Apply what you read
a: Please translate this sentence from the Bill Gates and Microsoft piece into Spanish: "Carnegie and Rockefeller, though, made high quality products."
b: Carry on writing the Bill Gates and Microsoft piece, starting after its final sentence.

Passage provided
·····

Reassuring myself

It just (mostly) works.

Much as I detest his products and will go out of my way to avoid them, I have tremendous admiration for Bill Gates and Microsoft. He is the greatest capitalist of our time and has created millions of jobs and thousands of millionaires.

What Gates realized was that it’s not a good product which sells well. Rather, it has to be a cheap product, no matter how poor. A related dictate in this marketing strategy is that first you have to wipe out the competition, much as Carnegie did with rival steel makers or Rockefeller accomplished with crude oil mining. All three were skilled monopolists. Carnegie and Rockefeller, though, made high quality products. Microsoft does not.

So astute was Gates in realizing where the path to riches lay that he didn’t even write the original DOS – it was purchased from a small company named Seatlle Computer for $50,000. The deal of the century. Why do it yourself when buying it is cheaper?

The mass consumer has, for decades, preferred cheap and execrable to good at a higher price. But he’s learning that lifetime ownership costs are far more important than the entry price. He twigged Detroit twenty years ago and started buying Japanese. He twigged Windows two years ago and started buying Macs. Why save a dollar or two when your most precious commodity – time – is wasted on the Microsoft product?

But, ironically, Gates has left behind the very seeds of Microsoft’s destruction. It’s called Vista and is so resounding a failure that Microsoft has felt it necessary to reneg on its promise to obsolete Windows XP and is now once more offering it as an option with PCs. Meanwhile Mac sales are up 39% year-on-year versus 12% for the industry as a whole. Apple can thank Vista for that.

·····

Extracted data
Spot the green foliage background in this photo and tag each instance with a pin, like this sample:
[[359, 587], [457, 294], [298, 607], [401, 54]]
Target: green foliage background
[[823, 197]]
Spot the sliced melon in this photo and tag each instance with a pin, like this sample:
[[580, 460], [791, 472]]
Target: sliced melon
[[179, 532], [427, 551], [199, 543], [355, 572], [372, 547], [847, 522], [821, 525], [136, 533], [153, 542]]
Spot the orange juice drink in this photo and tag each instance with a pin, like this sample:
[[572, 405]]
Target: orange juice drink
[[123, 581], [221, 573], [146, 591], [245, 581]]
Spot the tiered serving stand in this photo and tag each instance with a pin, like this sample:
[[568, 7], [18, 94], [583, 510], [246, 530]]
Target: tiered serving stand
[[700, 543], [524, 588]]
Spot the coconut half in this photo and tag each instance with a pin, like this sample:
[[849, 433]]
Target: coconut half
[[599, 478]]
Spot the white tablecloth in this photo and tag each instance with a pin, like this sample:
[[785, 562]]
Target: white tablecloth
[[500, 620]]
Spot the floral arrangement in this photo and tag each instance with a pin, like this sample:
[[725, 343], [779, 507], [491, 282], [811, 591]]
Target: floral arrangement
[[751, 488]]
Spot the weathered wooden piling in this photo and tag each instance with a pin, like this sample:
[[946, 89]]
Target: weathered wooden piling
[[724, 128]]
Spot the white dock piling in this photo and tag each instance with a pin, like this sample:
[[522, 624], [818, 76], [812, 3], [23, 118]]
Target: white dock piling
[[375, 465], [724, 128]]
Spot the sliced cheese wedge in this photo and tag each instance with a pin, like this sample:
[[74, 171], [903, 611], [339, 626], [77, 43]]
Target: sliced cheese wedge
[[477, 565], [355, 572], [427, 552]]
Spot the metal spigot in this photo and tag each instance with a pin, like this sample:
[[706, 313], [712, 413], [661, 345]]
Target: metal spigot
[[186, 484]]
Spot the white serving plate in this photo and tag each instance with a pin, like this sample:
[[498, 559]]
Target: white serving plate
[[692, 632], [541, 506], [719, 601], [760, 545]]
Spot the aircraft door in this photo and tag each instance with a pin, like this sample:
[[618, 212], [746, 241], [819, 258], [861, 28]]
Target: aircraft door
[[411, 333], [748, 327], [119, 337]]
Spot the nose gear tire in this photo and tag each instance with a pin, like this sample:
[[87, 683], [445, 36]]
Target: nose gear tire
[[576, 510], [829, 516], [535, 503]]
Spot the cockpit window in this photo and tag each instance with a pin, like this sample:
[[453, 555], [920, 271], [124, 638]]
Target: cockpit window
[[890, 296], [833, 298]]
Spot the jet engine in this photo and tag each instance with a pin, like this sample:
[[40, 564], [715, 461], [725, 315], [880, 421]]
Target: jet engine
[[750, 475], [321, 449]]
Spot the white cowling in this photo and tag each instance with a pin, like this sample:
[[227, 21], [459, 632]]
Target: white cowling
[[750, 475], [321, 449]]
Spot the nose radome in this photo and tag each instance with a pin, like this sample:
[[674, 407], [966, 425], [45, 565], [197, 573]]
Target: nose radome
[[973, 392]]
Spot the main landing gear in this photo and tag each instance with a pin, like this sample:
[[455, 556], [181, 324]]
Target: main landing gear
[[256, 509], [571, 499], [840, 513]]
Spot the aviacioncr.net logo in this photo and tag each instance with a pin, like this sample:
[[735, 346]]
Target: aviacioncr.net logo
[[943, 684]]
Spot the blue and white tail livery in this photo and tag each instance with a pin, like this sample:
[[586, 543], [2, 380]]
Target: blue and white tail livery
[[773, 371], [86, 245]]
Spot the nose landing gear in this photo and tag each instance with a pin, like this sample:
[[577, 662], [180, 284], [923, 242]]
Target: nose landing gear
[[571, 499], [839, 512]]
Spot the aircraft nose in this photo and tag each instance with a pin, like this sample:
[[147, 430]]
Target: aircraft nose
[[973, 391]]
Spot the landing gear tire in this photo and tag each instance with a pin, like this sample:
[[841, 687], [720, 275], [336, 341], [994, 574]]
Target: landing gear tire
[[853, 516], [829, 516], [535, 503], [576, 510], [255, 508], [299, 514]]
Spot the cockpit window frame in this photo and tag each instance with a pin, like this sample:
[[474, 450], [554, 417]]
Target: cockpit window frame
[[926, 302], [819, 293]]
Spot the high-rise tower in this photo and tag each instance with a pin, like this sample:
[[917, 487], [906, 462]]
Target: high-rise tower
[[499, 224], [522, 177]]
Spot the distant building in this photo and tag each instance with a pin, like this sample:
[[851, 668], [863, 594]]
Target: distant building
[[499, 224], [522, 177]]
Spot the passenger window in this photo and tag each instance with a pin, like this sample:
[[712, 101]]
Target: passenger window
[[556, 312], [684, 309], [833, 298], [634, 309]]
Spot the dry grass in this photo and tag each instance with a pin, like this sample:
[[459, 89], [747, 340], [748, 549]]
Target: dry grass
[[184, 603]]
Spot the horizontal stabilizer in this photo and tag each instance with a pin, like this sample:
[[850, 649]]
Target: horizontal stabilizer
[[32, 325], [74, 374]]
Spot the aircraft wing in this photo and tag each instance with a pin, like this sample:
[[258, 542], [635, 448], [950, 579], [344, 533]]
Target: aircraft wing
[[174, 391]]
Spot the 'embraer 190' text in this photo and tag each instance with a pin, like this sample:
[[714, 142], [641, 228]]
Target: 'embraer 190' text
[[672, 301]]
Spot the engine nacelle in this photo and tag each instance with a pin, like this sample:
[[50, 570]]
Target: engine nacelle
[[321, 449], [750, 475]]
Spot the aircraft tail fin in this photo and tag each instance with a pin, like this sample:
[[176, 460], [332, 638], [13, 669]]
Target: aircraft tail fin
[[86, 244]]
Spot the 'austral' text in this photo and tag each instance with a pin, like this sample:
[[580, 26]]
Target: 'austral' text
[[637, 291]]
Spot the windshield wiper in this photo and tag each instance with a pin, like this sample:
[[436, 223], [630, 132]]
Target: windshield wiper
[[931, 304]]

·····

Numbered answers
a: Carnegie y Rockefeller, sin embargo, fabricaban productos de alta calidad.

b:
It is still a mystery to me why any self-respecting photographer who values his time uses Microsoft computers. Given that the art of picture processing depends on uninterrupted focus on the image, not the technology, why would you use something perennially on the verge of failure?

With last week’s announcement that Beastmaster Bill has moved on, I reassure myself that I never got one of these when running my QC-challenged Apple hardware this past year:

Here it is updated for Vista:

And here is the Blue Screen Of Death in Coverflow – Apple makes it possible to scroll though your various BSODs:

So the greatest monopolist since J D Rockefeller has now moved on to fixing world hunger and disease. Now given that poverty is primarily a function of one thing – an absence of democratic institutions – you would think Bill Gates’s fortune would be better spent on overthrowing various and sundry African and Middle Eastern dictators, an effort which would cost a few $billion at most. But no. What does he do but try and fix world disease by buying medicines for the oppressed, when all they need is a vote? The fact that you were the best businessman of the last few decades does not confer intelligence in unrelated fields of endeavor.

On sad occasions I must admit to being a Windows XP user – on my MacBook with Parallels. I use XP – the least bad Microsoft operating system – which is required for certain investment management applications not available in native Mac form. Maybe one day Apple will realize there are many users of their Macs who actually have money to manage? Meanwhile, Parallels makes sure all those BSODs and nasty viruses remain locked up in their own little prison on my MacBook, never to pollute the happy world of my photographs. Like so, on my machine:

If you like Coverflow in Leopard, be assured it works great with 5D RAW originals too (it reads the JPG sidecar file so it is very fast). The CR2 files are from my Canon 5D:

Meanwhile, any photographer looking to shake the BSOD once and for all need only blow $1,100 on a bottom of the line MacBook, install his foul Windows garbage thereon, and gradually wean himself from a life of misery and dread.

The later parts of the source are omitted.